— start Page extract —

This document is up to date as of March 2020.
Contents
- Overview
- Related Documentation
- Building and Workflow
- LLVM API
- Other LLVM Version Support
- Desugaring Passes
- Barrier Pass
- Translation Pass
- Object Layouts
- Method Calls
- instanceof
- Arrays
- Strings
- Native Runtime Code
- Class Loading
- Control Flow Translation
- Unneeded AST Nodes
- Concurrency and Synchronization
- Debugging Tips
Overview
JLang is built as an extension to the Polyglot compiler. Since JLang is a backend only, it does not extend the parser, nor the type system built into polyglot. JLang simply adds compiler passes for desugaring and translating Java ASTs into LLVM IR.
The project also contains native code for supporting Java semantics at runtime, and support for compiling OpenJDK 7. Compiling the JDK is particularly difficult because it requires a large amount of JVM functionality (e.g., reflection), which we must implement ourselves.

— end Page extract —

Brief 1 – Identify every line in the listing below that contains the string "shoe", and copy each one.
The text and the listing are unrelated to each other.

— start Data to process —

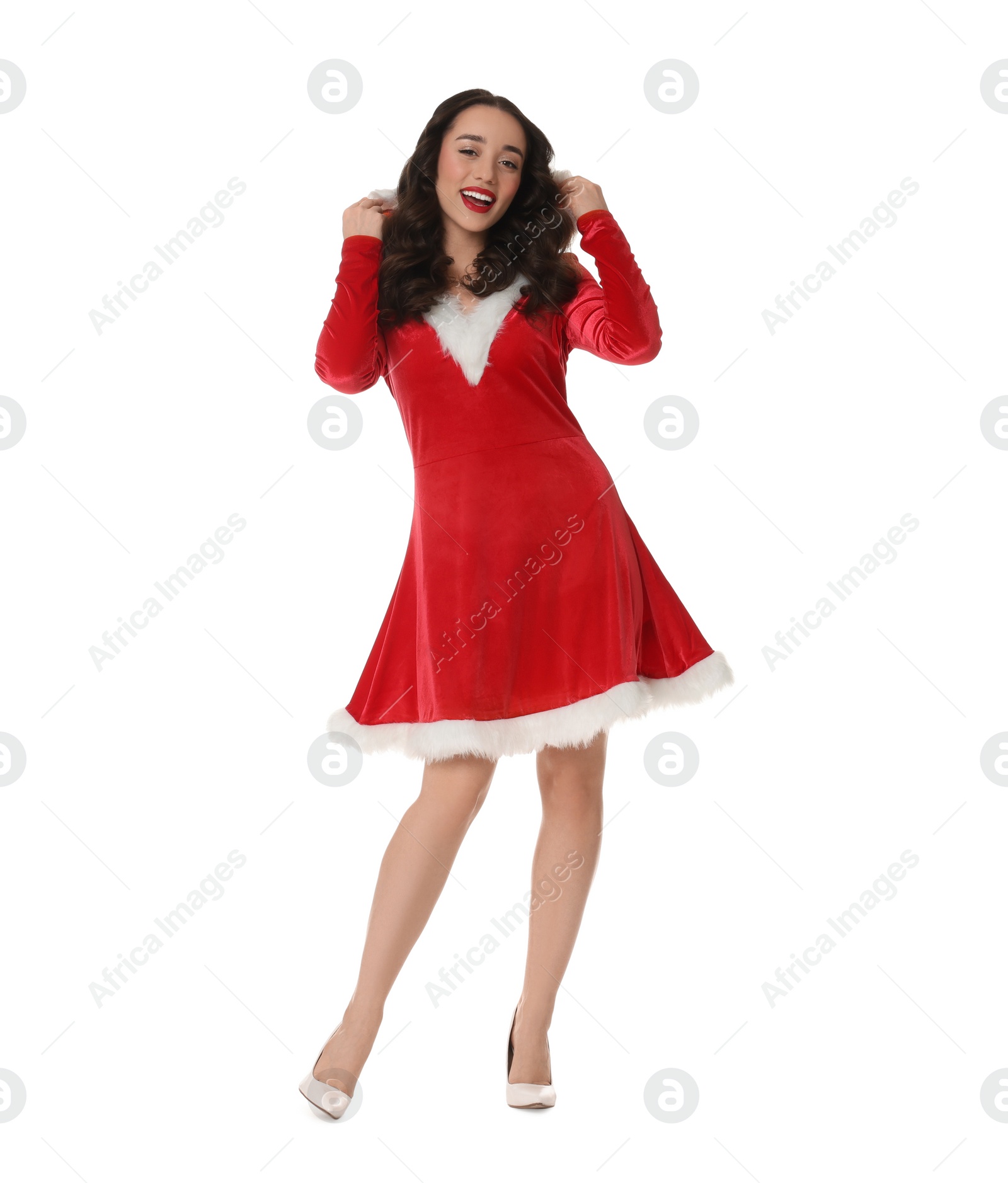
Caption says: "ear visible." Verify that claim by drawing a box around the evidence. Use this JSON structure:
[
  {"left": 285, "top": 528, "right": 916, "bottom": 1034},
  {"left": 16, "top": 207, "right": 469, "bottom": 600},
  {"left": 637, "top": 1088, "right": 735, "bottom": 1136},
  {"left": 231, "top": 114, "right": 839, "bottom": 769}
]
[{"left": 368, "top": 189, "right": 399, "bottom": 213}]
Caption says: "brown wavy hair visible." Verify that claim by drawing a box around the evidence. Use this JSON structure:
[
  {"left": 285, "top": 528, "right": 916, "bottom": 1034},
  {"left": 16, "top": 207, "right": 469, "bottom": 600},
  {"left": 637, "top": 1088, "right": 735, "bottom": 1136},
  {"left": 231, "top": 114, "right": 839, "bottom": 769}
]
[{"left": 379, "top": 89, "right": 578, "bottom": 328}]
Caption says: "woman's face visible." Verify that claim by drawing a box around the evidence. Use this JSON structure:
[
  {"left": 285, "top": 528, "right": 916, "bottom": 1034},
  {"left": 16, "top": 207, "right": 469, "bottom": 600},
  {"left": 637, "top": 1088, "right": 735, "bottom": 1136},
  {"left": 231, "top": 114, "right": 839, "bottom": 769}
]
[{"left": 438, "top": 106, "right": 528, "bottom": 233}]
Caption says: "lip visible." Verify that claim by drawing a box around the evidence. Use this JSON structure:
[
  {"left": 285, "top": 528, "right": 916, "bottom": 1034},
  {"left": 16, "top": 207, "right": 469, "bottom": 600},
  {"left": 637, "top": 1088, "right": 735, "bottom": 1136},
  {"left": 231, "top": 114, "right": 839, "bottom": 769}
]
[{"left": 459, "top": 185, "right": 497, "bottom": 214}]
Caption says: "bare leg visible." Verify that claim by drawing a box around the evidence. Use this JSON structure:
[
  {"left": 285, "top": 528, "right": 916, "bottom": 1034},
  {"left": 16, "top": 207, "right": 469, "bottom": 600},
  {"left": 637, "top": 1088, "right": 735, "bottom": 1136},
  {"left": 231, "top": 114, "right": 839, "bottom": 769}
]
[
  {"left": 315, "top": 756, "right": 497, "bottom": 1097},
  {"left": 508, "top": 732, "right": 608, "bottom": 1085}
]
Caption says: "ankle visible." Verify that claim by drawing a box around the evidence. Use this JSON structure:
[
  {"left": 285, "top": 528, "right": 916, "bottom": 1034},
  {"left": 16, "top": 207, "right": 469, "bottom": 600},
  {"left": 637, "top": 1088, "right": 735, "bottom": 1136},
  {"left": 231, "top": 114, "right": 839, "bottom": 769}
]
[
  {"left": 515, "top": 1000, "right": 553, "bottom": 1034},
  {"left": 341, "top": 1002, "right": 384, "bottom": 1032}
]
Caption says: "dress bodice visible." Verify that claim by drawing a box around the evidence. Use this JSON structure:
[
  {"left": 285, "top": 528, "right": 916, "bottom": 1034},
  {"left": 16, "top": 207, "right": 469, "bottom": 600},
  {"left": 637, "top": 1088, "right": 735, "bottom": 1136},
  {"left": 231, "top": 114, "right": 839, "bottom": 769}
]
[{"left": 315, "top": 209, "right": 662, "bottom": 467}]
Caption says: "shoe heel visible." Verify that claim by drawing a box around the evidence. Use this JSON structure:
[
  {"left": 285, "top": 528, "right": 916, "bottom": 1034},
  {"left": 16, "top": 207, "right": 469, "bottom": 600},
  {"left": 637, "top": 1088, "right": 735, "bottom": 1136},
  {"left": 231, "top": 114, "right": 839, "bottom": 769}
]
[{"left": 504, "top": 1005, "right": 556, "bottom": 1109}]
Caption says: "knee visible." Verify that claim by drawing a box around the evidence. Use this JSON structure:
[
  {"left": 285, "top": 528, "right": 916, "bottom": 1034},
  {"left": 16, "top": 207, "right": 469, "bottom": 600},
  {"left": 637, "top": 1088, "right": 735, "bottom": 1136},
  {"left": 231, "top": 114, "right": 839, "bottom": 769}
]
[{"left": 537, "top": 752, "right": 602, "bottom": 813}]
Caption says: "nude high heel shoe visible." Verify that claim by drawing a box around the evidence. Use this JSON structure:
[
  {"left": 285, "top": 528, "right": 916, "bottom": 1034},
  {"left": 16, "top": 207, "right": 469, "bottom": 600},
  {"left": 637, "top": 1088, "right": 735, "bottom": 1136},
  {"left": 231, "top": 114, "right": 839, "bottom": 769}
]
[
  {"left": 508, "top": 1005, "right": 556, "bottom": 1109},
  {"left": 298, "top": 1028, "right": 353, "bottom": 1118}
]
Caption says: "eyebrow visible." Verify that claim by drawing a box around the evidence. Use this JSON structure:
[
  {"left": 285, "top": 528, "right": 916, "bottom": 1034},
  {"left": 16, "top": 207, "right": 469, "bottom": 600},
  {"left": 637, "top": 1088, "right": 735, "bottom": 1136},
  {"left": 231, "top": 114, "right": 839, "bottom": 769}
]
[{"left": 455, "top": 135, "right": 525, "bottom": 160}]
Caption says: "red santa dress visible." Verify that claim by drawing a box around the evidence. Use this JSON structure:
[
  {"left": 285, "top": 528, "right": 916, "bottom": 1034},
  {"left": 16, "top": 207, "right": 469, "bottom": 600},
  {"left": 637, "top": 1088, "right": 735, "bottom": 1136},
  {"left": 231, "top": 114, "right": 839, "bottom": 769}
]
[{"left": 315, "top": 209, "right": 733, "bottom": 761}]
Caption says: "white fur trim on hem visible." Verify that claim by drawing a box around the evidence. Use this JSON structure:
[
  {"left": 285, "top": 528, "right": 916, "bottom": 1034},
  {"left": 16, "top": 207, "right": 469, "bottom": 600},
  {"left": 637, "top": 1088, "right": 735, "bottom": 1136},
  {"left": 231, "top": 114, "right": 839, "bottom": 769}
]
[{"left": 326, "top": 653, "right": 735, "bottom": 761}]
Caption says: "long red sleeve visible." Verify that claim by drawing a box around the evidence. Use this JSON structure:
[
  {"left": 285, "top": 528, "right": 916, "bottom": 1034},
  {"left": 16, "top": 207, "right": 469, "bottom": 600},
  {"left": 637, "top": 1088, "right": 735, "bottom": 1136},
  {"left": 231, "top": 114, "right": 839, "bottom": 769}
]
[
  {"left": 315, "top": 234, "right": 388, "bottom": 394},
  {"left": 563, "top": 209, "right": 662, "bottom": 365}
]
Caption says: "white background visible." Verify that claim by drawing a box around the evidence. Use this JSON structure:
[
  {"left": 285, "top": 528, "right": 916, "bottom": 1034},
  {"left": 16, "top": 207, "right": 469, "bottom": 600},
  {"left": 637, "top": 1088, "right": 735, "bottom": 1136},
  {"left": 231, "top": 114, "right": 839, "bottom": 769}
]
[{"left": 0, "top": 0, "right": 1008, "bottom": 1183}]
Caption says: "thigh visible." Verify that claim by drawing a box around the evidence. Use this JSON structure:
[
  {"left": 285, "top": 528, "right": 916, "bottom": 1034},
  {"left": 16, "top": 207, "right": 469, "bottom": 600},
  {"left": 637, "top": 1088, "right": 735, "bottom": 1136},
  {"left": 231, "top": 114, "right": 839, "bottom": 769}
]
[{"left": 420, "top": 756, "right": 497, "bottom": 814}]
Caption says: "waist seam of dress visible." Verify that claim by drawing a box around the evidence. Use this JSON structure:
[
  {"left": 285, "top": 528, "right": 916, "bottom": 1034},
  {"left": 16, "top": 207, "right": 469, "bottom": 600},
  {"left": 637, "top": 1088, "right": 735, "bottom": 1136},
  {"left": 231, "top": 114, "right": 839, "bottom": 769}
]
[{"left": 413, "top": 431, "right": 588, "bottom": 471}]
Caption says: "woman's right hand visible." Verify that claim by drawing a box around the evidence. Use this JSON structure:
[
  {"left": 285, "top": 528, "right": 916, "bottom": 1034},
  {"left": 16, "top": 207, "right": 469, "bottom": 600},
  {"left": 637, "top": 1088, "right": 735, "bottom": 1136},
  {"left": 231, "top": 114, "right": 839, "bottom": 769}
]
[{"left": 343, "top": 198, "right": 384, "bottom": 239}]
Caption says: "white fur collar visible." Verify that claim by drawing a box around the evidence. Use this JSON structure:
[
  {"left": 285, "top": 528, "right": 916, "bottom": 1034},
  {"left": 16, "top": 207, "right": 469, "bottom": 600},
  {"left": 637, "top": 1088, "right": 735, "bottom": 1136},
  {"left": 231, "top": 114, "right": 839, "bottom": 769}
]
[
  {"left": 423, "top": 272, "right": 528, "bottom": 386},
  {"left": 368, "top": 168, "right": 570, "bottom": 386}
]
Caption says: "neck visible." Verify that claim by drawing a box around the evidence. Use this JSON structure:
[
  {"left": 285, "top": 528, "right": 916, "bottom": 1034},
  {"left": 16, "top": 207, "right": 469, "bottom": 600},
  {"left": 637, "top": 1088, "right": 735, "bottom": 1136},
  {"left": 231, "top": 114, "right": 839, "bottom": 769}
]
[{"left": 441, "top": 218, "right": 486, "bottom": 279}]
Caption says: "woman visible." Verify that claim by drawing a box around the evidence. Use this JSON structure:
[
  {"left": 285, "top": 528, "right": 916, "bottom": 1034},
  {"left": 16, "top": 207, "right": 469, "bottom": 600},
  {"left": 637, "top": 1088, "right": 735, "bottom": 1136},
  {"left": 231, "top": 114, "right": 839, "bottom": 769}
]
[{"left": 301, "top": 90, "right": 732, "bottom": 1117}]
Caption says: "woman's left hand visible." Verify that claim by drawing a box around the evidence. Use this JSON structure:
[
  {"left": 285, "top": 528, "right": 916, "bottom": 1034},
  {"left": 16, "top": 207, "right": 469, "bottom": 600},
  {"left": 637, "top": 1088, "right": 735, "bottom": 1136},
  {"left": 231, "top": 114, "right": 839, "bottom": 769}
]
[{"left": 559, "top": 176, "right": 609, "bottom": 221}]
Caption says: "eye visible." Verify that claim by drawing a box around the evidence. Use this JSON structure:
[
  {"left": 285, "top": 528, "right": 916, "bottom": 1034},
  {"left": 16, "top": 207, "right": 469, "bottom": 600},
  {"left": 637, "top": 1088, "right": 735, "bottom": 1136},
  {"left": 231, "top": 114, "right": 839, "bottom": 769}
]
[{"left": 459, "top": 148, "right": 518, "bottom": 173}]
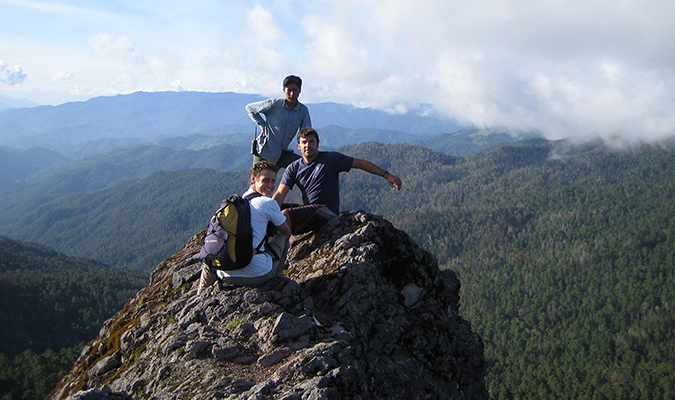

— end Data to process —

Brief 2 – According to the JLang overview, what compiler is JLang built as an extension to?

Final result 1 –
Caption says: "shoe heel visible." Verify that claim by drawing a box around the evidence. Use this JSON structure:
Caption says: "nude high heel shoe visible." Verify that claim by drawing a box around the evidence. Use this JSON structure:

Final result 2 – The Polyglot compiler.